Bazı konserleri izler-dinlerken, kafamda değişik çağrışımlar, düşünceler uçuşup durur. CSO'dan 15 Mart 2019 akşamı Can Atilla'nın Gelibolu-57. Alay Senfonisi'ni dinlerken de öyle oldu. Konseri portalimizin yazarlarından Ayşe Öktem Perşembe akşamı izleyerek yazdı:
http://www.sanattanyansimalar.com/yazarlar/ayse-oktem/canakkale-zaferi-ve-sehitleri-anmak/1955/
Ben de, bazı izlenimleri ve kafamda uçuşup duran çağrışım ve düşünceleri notlar halinde size iletmek istiyorum.
Şef Burak Tüzün, dinleyiciyi selamlayıp kürsüye çıktıktan sonra, İstiklal Marşı'nın kabulü, Çanakkale ve diğer şehitlerimize değindi, Mehmet Akif Ersoy'a vurgu yaptı, özünde, Atatürk sayesinde kültür-sanatın yakın geçmişten beslenerek geliştiğini anlatarak herkesi saygı duruşu ve ardından İstiklal Marşı'nı söylemeye davet etti.
Şef Burak Tüzün (d. 1970), gerçekten konuşması, doğal duruşu, tevazuu, güler yüzü, müktesebatı, yönetimiyle CSO kürsüsüne yakışan bir şef. Bugünkü şef yardımcısı Cemi'i Can Deliorman'ın ilk şeflik hocası. Konservatuvardan eserin bestecisi Can Atilla, Fazıl Say gibi isimlerle dönemdaşdır. Moskova Çaykovski Konservatuvarı'nda çok sistemli bir şeflik eğitimi ve diplomasını almış, Anadolu Üniversitesi Devlet Konservatuvarı Senfoni Orkestrası'nı kurmuş, yıllar yılı kadrolu devlet orkestralarına taş çıkartırcasına her hafta değişik bir program sunmuş, hem podyumda, hem de eğiticilikte deneyimli bir şef. Ama CSO bu koskoca sezon ona sadece bu konseri verdi nedense?
Aklıma hep “Homo homini lupus” deyişi geliyor!
Peki Prof. Burak Tüzün'ün yanında niye sadece soprano Angela (Leigh) Ahıskal çıktı? Çellist Serdar Rasul nerede?
Soru, hep beraber İstiklal Marşı'nı söylemeye başladığımızda kendiliğinden cevabını buluyor. Çünkü Amerikalı soprano Angela Ahıskal, Türkçe olarak İstiklal Marşımızı okuyor.

Gösterilen kayıtlar:
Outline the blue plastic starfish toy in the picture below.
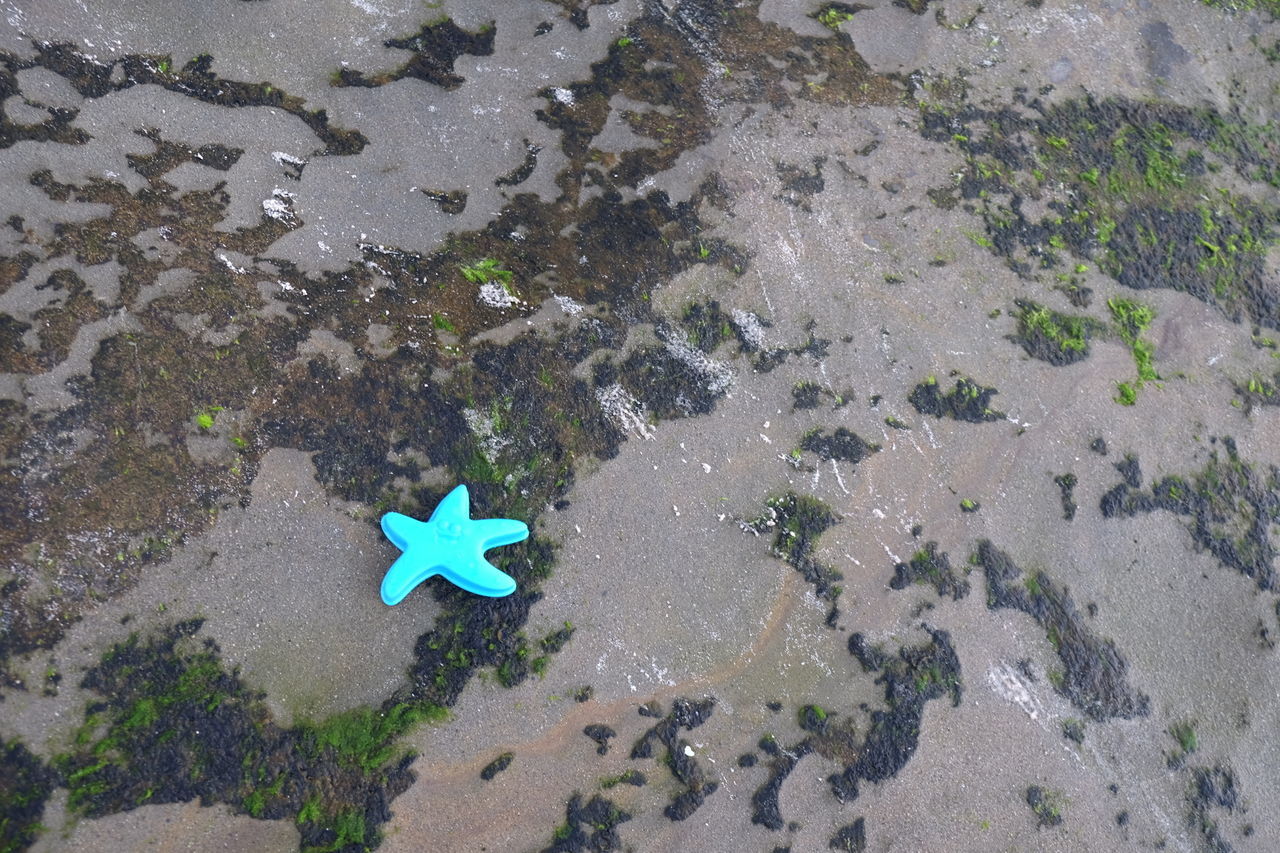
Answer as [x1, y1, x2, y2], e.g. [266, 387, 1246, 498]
[381, 485, 529, 605]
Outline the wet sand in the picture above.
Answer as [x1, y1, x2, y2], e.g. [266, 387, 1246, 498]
[0, 0, 1280, 850]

Alıştırma yönergeleri:
• a. Konser yazısına göre aşağıdaki soruları yanıtlayın.
(i) Konserde hangi eser dinlendi?
(ii) Şef Burak Tüzün şeflik eğitimini ve diplomasını nerede almış?
(iii) İstiklal Marşı'nı Türkçe okuyan soprano Angela Ahıskal hangi ülkedendir?
• b. Konser yazısında "Şef Burak Tüzün (d." sözcüklerini içeren ifadeyle açılıp "Serdar Rasul nerede?" ile kapanan bölümü harfi harfine yeniden yazın.

Beklenen sonuçlar:
• a.
(i) Can Atilla'nın Gelibolu-57. Alay Senfonisi.
(ii) Moskova Çaykovski Konservatuvarı'nda.
(iii) Amerikalıdır.

• b.
Şef Burak Tüzün (d. 1970), gerçekten konuşması, doğal duruşu, tevazuu, güler yüzü, müktesebatı, yönetimiyle CSO kürsüsüne yakışan bir şef. Bugünkü şef yardımcısı Cemi'i Can Deliorman'ın ilk şeflik hocası. Konservatuvardan eserin bestecisi Can Atilla, Fazıl Say gibi isimlerle dönemdaşdır. Moskova Çaykovski Konservatuvarı'nda çok sistemli bir şeflik eğitimi ve diplomasını almış, Anadolu Üniversitesi Devlet Konservatuvarı Senfoni Orkestrası'nı kurmuş, yıllar yılı kadrolu devlet orkestralarına taş çıkartırcasına her hafta değişik bir program sunmuş, hem podyumda, hem de eğiticilikte deneyimli bir şef. Ama CSO bu koskoca sezon ona sadece bu konseri verdi nedense?
Aklıma hep “Homo homini lupus” deyişi geliyor!
Peki Prof. Burak Tüzün'ün yanında niye sadece soprano Angela (Leigh) Ahıskal çıktı? Çellist Serdar Rasul nerede?